> _SET EXERCISE_
Copy the part of the records that begins with the line containing "Please pin the red crab" and runs through the end of the records. Change "crab eye" to "crab eyestalk" and keep everything else as it stands.

Point annotation records:
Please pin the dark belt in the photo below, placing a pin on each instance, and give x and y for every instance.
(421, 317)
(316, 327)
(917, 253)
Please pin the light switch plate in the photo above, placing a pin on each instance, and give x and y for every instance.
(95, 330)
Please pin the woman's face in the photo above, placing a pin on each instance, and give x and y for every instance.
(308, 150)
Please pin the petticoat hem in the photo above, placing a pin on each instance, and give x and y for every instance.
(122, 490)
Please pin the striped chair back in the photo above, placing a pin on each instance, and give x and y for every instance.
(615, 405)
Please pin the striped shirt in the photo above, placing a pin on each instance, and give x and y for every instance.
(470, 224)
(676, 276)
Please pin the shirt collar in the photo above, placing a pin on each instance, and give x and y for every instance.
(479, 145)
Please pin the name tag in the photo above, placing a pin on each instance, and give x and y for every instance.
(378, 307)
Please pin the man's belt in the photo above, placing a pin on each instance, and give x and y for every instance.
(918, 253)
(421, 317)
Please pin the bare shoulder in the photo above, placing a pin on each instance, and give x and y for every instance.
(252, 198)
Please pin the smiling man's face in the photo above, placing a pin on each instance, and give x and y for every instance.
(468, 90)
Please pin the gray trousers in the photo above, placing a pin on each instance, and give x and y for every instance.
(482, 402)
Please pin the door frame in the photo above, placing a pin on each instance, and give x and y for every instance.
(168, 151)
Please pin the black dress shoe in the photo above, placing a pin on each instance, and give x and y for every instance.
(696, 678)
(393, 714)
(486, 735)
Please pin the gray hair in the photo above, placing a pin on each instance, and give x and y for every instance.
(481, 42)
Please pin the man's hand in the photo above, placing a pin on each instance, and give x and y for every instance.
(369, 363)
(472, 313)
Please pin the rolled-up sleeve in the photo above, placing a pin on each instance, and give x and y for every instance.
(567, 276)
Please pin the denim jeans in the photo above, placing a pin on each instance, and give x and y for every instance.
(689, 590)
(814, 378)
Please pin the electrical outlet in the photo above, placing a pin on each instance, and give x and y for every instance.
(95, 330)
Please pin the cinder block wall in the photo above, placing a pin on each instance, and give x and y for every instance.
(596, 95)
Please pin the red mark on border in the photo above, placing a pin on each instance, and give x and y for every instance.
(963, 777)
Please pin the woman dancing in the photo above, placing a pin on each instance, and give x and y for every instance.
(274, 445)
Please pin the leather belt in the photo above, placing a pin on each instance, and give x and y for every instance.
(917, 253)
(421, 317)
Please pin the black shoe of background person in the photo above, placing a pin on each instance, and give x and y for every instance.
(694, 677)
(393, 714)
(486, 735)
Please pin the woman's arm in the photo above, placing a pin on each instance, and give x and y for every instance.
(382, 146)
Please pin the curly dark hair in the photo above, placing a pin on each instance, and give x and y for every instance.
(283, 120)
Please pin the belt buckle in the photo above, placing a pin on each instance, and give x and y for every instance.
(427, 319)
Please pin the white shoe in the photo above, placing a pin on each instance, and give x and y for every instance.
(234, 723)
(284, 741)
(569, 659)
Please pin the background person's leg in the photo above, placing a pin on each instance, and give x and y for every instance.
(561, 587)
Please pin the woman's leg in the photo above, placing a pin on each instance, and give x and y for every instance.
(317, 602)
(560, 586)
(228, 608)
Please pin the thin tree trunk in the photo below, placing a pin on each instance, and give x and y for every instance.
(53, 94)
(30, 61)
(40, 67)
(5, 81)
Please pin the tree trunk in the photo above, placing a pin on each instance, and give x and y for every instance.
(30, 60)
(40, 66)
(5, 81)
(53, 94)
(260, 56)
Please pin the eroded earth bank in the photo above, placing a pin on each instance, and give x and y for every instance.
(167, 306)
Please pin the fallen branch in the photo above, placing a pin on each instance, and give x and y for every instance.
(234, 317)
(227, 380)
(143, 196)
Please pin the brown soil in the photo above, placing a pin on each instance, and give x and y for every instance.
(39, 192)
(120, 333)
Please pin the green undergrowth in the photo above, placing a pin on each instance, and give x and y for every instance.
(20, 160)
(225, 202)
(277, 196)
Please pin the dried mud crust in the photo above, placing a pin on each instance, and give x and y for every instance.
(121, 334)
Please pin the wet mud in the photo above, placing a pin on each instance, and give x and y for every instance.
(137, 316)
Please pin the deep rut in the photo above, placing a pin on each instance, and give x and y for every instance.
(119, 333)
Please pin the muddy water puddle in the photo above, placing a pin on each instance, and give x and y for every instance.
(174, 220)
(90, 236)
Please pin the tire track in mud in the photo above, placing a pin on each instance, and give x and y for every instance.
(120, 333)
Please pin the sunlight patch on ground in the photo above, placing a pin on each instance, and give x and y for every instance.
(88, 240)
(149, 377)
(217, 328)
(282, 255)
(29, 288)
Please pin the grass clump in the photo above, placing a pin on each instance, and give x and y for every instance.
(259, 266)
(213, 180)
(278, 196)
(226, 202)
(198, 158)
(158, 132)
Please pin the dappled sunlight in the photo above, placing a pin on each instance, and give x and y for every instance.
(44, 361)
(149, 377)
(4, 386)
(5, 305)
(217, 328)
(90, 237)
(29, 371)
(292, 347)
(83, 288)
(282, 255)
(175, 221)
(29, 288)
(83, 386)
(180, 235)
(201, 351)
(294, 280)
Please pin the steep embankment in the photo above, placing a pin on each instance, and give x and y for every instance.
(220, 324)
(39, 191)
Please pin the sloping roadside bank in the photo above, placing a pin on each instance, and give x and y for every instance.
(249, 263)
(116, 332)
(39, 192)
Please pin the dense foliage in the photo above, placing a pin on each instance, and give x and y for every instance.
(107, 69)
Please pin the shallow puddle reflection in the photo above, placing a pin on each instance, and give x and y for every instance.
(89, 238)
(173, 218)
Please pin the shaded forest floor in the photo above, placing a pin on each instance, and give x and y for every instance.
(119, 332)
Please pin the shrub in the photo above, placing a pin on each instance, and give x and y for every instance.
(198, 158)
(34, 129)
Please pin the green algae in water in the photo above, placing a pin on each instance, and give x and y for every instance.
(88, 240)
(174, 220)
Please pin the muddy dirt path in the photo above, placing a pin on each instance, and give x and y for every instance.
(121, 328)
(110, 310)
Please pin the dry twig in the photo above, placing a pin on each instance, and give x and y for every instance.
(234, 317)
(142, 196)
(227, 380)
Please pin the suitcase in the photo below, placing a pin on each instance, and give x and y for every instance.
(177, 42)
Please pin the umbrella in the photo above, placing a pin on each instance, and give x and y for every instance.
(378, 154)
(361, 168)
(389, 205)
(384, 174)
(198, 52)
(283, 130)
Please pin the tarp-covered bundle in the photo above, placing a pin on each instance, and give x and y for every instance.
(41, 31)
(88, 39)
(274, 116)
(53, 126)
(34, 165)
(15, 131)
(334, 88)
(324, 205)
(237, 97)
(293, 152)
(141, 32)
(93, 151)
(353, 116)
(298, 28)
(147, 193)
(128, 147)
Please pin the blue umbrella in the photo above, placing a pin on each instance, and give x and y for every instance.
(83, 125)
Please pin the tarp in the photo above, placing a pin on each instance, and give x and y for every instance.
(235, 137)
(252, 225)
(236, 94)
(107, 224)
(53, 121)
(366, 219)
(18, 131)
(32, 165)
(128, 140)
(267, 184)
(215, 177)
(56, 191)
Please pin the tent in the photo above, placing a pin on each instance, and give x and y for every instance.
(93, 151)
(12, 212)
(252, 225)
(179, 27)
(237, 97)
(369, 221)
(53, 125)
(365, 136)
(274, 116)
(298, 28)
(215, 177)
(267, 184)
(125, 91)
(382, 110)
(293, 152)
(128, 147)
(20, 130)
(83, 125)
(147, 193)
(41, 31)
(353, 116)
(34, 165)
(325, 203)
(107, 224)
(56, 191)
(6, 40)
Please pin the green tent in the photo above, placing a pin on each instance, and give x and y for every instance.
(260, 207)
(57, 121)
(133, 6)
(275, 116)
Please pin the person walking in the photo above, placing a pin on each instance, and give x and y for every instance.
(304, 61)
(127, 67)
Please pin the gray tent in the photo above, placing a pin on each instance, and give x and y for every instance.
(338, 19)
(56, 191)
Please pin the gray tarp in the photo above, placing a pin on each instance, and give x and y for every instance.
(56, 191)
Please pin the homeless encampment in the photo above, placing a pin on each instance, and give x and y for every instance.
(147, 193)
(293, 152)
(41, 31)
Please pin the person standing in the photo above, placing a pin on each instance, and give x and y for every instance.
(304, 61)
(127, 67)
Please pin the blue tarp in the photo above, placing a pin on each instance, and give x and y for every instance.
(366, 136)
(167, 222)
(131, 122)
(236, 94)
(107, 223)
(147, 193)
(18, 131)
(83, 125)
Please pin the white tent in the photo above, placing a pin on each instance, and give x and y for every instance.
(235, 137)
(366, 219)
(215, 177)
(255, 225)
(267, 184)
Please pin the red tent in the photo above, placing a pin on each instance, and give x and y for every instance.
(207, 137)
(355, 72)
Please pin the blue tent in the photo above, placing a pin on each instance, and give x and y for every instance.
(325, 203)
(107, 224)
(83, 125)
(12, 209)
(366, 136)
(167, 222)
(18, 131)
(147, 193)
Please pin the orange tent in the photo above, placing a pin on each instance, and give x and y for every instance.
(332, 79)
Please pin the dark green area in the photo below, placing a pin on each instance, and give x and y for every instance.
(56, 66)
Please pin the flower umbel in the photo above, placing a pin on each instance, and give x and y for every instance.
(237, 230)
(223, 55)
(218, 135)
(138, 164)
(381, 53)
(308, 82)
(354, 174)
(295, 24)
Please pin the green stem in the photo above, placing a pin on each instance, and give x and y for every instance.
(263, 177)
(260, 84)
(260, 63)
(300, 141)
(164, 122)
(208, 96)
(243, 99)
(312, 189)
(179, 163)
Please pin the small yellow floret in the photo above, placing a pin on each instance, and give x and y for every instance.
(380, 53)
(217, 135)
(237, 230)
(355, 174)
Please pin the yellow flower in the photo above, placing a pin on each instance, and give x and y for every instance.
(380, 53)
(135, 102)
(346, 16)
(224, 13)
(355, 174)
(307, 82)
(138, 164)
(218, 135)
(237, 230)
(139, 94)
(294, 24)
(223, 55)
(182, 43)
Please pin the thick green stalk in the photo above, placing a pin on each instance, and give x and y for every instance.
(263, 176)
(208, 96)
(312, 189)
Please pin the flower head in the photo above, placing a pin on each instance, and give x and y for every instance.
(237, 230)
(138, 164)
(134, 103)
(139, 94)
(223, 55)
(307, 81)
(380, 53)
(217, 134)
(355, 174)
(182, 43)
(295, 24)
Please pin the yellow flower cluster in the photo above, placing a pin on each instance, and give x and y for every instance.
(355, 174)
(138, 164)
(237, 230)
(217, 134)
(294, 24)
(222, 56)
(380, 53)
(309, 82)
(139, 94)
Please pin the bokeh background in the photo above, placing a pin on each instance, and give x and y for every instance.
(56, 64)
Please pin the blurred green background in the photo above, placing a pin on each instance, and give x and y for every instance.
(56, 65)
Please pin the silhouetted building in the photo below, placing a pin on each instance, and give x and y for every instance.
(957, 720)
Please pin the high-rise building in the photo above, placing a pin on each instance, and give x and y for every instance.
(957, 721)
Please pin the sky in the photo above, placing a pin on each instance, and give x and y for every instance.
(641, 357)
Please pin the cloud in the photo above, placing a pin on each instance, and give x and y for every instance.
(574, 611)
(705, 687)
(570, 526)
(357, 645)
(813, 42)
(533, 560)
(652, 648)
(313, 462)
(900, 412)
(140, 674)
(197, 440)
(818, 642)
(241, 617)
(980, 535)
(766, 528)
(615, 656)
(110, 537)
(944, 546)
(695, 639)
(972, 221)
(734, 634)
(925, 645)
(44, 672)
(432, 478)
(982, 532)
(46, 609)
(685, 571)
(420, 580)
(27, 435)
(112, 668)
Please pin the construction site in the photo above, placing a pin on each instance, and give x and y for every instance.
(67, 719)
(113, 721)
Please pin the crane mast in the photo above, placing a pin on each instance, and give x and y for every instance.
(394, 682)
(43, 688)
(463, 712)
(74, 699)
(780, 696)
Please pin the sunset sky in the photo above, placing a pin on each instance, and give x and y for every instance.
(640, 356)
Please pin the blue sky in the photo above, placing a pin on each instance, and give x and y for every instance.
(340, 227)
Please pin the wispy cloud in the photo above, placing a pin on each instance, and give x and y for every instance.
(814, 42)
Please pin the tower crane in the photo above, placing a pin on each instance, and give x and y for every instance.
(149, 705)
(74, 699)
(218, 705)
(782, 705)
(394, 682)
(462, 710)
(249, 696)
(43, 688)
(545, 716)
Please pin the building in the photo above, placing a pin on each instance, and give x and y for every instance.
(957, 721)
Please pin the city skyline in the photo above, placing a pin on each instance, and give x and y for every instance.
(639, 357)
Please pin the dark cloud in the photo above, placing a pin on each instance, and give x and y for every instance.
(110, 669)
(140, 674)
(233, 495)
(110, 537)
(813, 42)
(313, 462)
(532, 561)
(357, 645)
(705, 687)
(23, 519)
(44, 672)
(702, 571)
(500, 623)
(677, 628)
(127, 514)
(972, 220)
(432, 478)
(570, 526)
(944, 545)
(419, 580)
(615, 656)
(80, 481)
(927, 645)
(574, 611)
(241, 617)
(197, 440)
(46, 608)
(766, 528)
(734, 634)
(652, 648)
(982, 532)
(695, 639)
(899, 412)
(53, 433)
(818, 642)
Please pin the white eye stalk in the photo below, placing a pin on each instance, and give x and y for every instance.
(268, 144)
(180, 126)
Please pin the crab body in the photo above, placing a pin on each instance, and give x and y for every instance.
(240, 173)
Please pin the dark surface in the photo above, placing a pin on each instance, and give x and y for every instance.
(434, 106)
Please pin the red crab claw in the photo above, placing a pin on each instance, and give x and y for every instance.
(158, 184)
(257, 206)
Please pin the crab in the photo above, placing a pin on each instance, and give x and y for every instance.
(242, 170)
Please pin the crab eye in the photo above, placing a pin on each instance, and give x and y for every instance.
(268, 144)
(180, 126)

> _EXERCISE RESULT_
Please pin the red crab claw in the photo above, placing a pin on each instance, and give x and y for every instance.
(158, 184)
(257, 206)
Please pin the crab in the photo above, placing a pin on each instance, and give x and y for every instance.
(242, 170)
Please pin the crab eyestalk in the photo above, placing a pin on each instance, and give x and y for every instance.
(268, 144)
(180, 126)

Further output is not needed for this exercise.